3. PDF Parsing Enhancement¶

Requirements¶

Extract actual LaTeX source from PDF (not just Unicode approximations)
Table structure preservation (not just text dump)
Figure/caption detection
Robust fallback chain: text → pdfminer → OCR

Implementation: `pdf/parser.py` (new)¶

Replaces pdf/extract.py for structured extraction.

# pdf/parser.py
from dataclasses import dataclass, field
from pathlib import Path
from typing import List, Optional
import hashlib

from core.exceptions import PDFParseError
from core.retry import retry

@dataclass
class LaTeXBlock:
    source: str           # actual LaTeX source
    is_display: bool      # standalone equation vs inline
    page: int
    bbox: tuple = None

@dataclass
class TableData:
    headers: List[str]
    rows: List[List[str]]
    page: int
    bbox: tuple = None
    caption: str = ""

@dataclass
class FigureData:
    caption: str
    page: int
    bbox: tuple
    alt_text: str = ""

@dataclass
class ParsedPaper:
    paper_id: str
    text: str                    # cleaned plain text
    latex_blocks: List[LaTeXBlock]
    tables: List[TableData]
    figures: List[FigureData]
    page_count: int
    word_count: int
    parse_version: int
    pdf_hash: str
    # metadata
    title: str = ""
    authors: List[str] = field(default_factory=list)
    abstract: str = ""
    published: str = ""
    # processing info
    warnings: List[str] = field(default_factory=list)
    errors: List[str] = field(default_factory=list)

class PDFParser:
    def __init__(self, cache_db: Database = None):
        self.cache_db = cache_db

    @retry(max_attempts=2, exceptions=(OSError, IOError))
    def parse(self, pdf_path: Path, paper_id: str) -> ParsedPaper:
        """Main entry point. Uses cache if available."""
        pdf_hash = self._hash_file(pdf_path)

        # Check cache
        if self.cache_db:
            cached = self._check_cache(paper_id, pdf_hash)

# # # # # # #

(Tasks to perform):
A – Using the PDF parser design, explain in one to three sentences what role the new file pdf/parser.py plays.
B – Answer these questions from the PDF parser design:
(i) In what order does the fallback chain run?
(ii) How many attempts does the retry decorator on the parse method allow?
(iii) What does the is_display field of LaTeXBlock tell apart?
C – Duplicate the part of the PDF parser design that opens with the words containing "errors: List[str] = field(default_factory=list)" and closes with "pdf_hash = self._hash_file(pdf_path)".
The listing after this point is separate material, apart from the PDF parser design.

# # # # # # #

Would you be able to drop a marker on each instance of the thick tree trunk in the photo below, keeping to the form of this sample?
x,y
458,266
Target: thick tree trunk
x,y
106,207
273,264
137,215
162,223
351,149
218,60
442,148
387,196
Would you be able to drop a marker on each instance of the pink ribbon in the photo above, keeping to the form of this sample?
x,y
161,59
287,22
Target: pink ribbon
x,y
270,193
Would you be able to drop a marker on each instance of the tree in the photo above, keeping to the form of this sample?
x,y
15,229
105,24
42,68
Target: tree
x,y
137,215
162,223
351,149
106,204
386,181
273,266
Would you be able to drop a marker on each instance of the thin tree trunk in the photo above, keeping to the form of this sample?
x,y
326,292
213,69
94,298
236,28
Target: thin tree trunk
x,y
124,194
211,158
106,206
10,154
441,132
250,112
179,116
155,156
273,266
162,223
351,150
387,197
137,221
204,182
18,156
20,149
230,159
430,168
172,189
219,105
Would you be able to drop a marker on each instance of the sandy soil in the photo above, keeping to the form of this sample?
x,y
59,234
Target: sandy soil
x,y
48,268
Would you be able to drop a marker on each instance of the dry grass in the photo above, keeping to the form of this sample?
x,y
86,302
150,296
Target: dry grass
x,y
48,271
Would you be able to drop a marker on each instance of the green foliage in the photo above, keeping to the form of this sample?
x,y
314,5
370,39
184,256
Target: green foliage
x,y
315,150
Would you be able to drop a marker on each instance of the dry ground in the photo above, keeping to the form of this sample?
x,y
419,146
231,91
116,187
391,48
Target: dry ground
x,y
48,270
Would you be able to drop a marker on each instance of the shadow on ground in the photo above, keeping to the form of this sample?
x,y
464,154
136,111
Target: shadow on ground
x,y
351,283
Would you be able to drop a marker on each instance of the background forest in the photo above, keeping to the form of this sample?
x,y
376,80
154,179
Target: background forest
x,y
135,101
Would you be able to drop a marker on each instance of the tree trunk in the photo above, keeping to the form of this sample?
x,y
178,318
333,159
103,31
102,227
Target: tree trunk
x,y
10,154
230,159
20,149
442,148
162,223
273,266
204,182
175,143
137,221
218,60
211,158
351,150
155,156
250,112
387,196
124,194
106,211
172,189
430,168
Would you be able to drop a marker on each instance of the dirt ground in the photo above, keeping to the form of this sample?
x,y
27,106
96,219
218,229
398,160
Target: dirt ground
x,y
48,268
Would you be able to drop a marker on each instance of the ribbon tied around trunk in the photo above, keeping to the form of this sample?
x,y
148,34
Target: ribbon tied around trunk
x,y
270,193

# # # # # # #

(Task-by-task outputs):
A – pdf/parser.py is a new file that replaces pdf/extract.py for structured extraction. The requirements it follows are extracting actual LaTeX source rather than Unicode approximations, keeping table structure rather than dumping text, detecting figures and captions, and falling back from text to pdfminer to OCR.

B –
(i) Text, then pdfminer, then OCR.
(ii) Two attempts.
(iii) A standalone equation versus an inline one.

C –
errors: List[str] = field(default_factory=list)

class PDFParser:
    def __init__(self, cache_db: Database = None):
        self.cache_db = cache_db

    @retry(max_attempts=2, exceptions=(OSError, IOError))
    def parse(self, pdf_path: Path, paper_id: str) -> ParsedPaper:
        """Main entry point. Uses cache if available."""
        pdf_hash = self._hash_file(pdf_path)